Your instructions – Convert the material below into a two-column Markdown table headed Row and Text. Give each line its own row, numbered in order, and omit any blank lines.

Data provided –
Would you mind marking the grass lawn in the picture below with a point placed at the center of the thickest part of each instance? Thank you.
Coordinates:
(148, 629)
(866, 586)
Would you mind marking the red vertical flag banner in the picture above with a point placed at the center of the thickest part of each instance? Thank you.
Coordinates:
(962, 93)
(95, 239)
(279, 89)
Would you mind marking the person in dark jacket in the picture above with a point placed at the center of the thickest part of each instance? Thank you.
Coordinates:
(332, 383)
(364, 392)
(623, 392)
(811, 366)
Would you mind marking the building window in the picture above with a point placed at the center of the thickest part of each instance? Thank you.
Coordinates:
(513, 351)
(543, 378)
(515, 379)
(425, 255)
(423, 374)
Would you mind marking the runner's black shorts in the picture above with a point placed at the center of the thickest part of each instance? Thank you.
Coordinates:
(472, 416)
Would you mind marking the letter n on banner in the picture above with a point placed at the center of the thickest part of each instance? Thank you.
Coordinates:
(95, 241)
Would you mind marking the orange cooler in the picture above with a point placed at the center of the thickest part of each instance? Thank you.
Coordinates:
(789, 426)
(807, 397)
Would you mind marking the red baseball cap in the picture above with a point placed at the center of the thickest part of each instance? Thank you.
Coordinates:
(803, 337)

Exercise answer –
| Row | Text |
|---|---|
| 1 | Would you mind marking the grass lawn in the picture below with a point placed at the center of the thickest part of each instance? Thank you. |
| 2 | Coordinates: |
| 3 | (148, 629) |
| 4 | (866, 586) |
| 5 | Would you mind marking the red vertical flag banner in the picture above with a point placed at the center of the thickest part of each instance? Thank you. |
| 6 | Coordinates: |
| 7 | (962, 93) |
| 8 | (95, 239) |
| 9 | (279, 89) |
| 10 | Would you mind marking the person in dark jacket in the picture above with a point placed at the center of the thickest part of each instance? Thank you. |
| 11 | Coordinates: |
| 12 | (332, 383) |
| 13 | (364, 392) |
| 14 | (623, 392) |
| 15 | (811, 366) |
| 16 | Would you mind marking the building window in the picture above with a point placed at the center of the thickest part of each instance? Thank you. |
| 17 | Coordinates: |
| 18 | (513, 351) |
| 19 | (543, 378) |
| 20 | (515, 379) |
| 21 | (425, 255) |
| 22 | (423, 374) |
| 23 | Would you mind marking the runner's black shorts in the picture above with a point placed at the center of the thickest part of each instance? Thank you. |
| 24 | Coordinates: |
| 25 | (472, 416) |
| 26 | Would you mind marking the letter n on banner in the picture above with a point placed at the center of the thickest part of each instance? Thank you. |
| 27 | Coordinates: |
| 28 | (95, 241) |
| 29 | Would you mind marking the orange cooler in the picture above with a point placed at the center of the thickest part of each instance? Thank you. |
| 30 | Coordinates: |
| 31 | (789, 426) |
| 32 | (807, 397) |
| 33 | Would you mind marking the red baseball cap in the picture above with a point placed at the center of the thickest part of each instance? Thank you. |
| 34 | Coordinates: |
| 35 | (803, 337) |